### Work instruction:
Please print each record below exactly as it is written.

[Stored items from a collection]
============================================================

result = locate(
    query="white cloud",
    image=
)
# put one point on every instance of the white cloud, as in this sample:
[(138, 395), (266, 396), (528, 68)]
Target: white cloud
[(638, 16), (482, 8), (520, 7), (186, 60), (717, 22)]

============================================================

### Solved exercise:
result = locate(
    query="white cloud",
    image=
)
# put one point on every instance of the white cloud, as in this sample:
[(138, 395), (266, 396), (528, 68)]
Target: white cloud
[(638, 16), (482, 8), (520, 7), (186, 60), (717, 22)]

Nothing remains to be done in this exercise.